:: DOCUMENT SECTION ::

By John R. Platt
Is there any hope of saving the Bornean rhinoceros (Dicerorhinus sumatrensis harrissoni) from extinction? Sadly, the chances of that happening seem to grow slimmer and slimmer. Experts once estimated that the rapidly disappearing forests of Sabah, Malaysia, could have hidden up to 10 Bornean rhinos—a subspecies of the critically endangered Sumatran rhino, of which fewer than 100 remain scattered around Borneo, Sumatra and mainland Malaysia. But this month Sabah’s environmental minister reported some devastating news: It appears that there are no more wild rhinos in the state.
There are, however, three Bornean rhinos in captivity in Sabah, all at the Borneo Rhino Sanctuary in Tabin Wildlife Reserve. One of them, a female named Iman, was captured from the wild a little over a year ago after she fell into a pit trap.
When she was rescued, Iman was proclaimed the species’s “newest hope for survival.” Sanctuary veterinarians even suspected she was pregnant at the time.

:::
:: INFORMATION ::

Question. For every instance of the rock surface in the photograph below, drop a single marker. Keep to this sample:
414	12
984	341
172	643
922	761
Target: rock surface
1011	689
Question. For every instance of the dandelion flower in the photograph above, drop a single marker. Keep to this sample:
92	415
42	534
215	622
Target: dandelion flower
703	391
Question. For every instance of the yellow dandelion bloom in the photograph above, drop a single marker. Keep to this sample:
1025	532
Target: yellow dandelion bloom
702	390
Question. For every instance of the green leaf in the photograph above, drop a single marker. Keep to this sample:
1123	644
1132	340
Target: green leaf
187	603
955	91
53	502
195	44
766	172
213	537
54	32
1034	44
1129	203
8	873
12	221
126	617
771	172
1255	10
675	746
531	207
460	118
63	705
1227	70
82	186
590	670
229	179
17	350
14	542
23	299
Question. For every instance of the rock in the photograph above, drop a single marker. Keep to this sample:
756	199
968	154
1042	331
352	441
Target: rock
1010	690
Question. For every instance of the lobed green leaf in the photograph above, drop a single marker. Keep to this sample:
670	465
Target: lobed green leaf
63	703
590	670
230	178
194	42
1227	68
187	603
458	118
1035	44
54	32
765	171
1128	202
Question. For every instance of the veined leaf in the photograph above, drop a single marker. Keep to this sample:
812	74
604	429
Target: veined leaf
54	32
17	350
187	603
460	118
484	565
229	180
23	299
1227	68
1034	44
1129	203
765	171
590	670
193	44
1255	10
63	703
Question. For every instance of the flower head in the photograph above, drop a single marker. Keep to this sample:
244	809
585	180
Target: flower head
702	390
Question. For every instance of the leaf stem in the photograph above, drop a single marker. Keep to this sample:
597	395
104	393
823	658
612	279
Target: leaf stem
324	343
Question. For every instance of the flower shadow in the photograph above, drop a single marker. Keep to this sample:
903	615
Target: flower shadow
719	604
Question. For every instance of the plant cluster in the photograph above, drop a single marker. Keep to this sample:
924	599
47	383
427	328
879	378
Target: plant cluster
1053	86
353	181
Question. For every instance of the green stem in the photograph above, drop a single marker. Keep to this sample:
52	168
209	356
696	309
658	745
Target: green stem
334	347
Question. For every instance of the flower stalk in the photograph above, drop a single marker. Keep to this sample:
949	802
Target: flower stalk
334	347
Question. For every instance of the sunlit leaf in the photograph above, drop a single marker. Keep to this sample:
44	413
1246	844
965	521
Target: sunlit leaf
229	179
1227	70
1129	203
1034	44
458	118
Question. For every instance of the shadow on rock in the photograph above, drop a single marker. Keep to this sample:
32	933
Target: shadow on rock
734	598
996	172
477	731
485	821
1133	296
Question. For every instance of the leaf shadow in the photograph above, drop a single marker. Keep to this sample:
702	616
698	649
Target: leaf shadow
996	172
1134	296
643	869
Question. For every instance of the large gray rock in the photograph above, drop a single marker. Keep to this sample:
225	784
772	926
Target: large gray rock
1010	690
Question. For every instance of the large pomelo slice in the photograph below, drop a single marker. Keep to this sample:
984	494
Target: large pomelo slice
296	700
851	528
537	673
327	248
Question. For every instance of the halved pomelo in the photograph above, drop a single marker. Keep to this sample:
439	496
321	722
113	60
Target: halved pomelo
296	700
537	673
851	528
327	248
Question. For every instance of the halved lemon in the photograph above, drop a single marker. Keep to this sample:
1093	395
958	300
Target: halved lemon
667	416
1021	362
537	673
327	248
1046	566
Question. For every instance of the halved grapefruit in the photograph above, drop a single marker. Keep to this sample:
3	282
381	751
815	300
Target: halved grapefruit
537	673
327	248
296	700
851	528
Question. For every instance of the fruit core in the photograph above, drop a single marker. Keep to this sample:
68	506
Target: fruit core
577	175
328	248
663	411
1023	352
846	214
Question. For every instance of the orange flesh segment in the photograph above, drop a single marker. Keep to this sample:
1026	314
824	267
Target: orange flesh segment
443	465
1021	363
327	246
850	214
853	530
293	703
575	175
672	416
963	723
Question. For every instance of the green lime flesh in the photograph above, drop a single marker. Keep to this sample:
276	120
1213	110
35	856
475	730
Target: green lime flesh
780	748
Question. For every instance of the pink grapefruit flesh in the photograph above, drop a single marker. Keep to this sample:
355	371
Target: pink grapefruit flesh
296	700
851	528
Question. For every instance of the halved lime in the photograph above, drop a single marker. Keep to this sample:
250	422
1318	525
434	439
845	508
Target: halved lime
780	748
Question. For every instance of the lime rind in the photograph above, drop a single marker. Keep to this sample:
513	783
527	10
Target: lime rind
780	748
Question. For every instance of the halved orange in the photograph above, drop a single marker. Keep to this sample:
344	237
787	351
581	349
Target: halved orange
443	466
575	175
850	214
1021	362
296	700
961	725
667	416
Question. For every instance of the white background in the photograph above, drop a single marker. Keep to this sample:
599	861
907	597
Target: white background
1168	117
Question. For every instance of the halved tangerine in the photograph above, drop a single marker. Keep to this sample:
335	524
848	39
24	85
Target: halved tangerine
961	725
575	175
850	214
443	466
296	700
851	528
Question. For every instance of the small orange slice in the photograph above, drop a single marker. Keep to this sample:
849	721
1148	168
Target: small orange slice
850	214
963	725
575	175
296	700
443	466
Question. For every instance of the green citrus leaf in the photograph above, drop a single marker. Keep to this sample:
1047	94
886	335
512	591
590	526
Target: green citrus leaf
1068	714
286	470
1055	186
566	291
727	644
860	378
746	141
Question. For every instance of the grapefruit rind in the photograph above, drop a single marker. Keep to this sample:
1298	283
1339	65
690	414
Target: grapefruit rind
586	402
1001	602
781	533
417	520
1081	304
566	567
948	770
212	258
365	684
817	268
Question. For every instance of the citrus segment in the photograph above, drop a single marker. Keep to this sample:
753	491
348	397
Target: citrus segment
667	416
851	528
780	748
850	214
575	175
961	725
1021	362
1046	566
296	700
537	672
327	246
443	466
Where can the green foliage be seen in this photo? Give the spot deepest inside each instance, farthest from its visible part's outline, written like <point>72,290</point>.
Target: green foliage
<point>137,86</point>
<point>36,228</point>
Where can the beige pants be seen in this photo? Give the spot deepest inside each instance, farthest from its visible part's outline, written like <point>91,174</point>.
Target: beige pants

:::

## EXERCISE REQUIREMENTS
1. Answer these questions about the article on the Bornean rhinoceros, one line each, marked the same way:
(a) How many Sumatran rhinos remain, according to the article?
(b) Where are the three captive Bornean rhinos in Sabah kept?
(c) How did the female named Iman come to be captured?
2. Can you sum up the article on the Bornean rhinoceros in two sentences?
3. Could you carry on with the article on the Bornean rhinoceros from the point where it stops?

## OUTPUTS FOR THE TASKS
1.
(a) Fewer than 100.
(b) At the Borneo Rhino Sanctuary in Tabin Wildlife Reserve.
(c) She fell into a pit trap.

2. Sabah's environmental minister reported this month that there appear to be no more wild Bornean rhinos in the state, where experts once estimated up to 10 might have been hidden in its disappearing forests. Three remain in captivity at the Borneo Rhino Sanctuary in Tabin Wildlife Reserve, including a female named Iman, who was captured from the wild a little over a year ago after falling into a pit trap and was proclaimed the species's "newest hope for survival."

3.
That didn’t turn out to be true. Ultrasound tests conducted soon after Iman’s arrival at the sanctuary revealed that the mass in her uterus wasn’t a fetus. It was a vast collection of tumors that would make it impossible for her to ever get pregnant naturally.
A male named Tam and another female, Puntung, also live at the sanctuary. According to WWF Malaysia, Puntung is also incapable of breeding because she has “severe reproductive tract pathology, possibly due to having gone unbred in the wild for a long time.”
So all hope is lost, right? Well, not so fast. Both Iman and Puntung are still producing immature eggs calls oocytes. It might be possible to combine those oocytes with Tam’s sperm to produce embryos in the lab, which could then be implanted back into one of the two females or a rhino of another species. Late last month the Malaysian government pledged about $27,700 toward financing artificial insemination techniques for the task. That’s just a fraction of the money the Borneo Rhino Alliance says it needs for the task, but it’s a start.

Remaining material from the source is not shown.